EXERCISE GOAL »
Would you please transcribe the listing exactly, with no images?

RECORDS FOR THE EXERCISE »

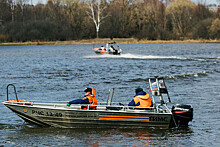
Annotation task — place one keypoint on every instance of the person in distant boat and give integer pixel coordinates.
(112, 49)
(89, 98)
(102, 48)
(141, 99)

ANSWER SPACE »
Annotation task — place one keypoint on every instance of the person in distant boat and give integer pixel coordinates.
(112, 49)
(89, 98)
(102, 48)
(141, 99)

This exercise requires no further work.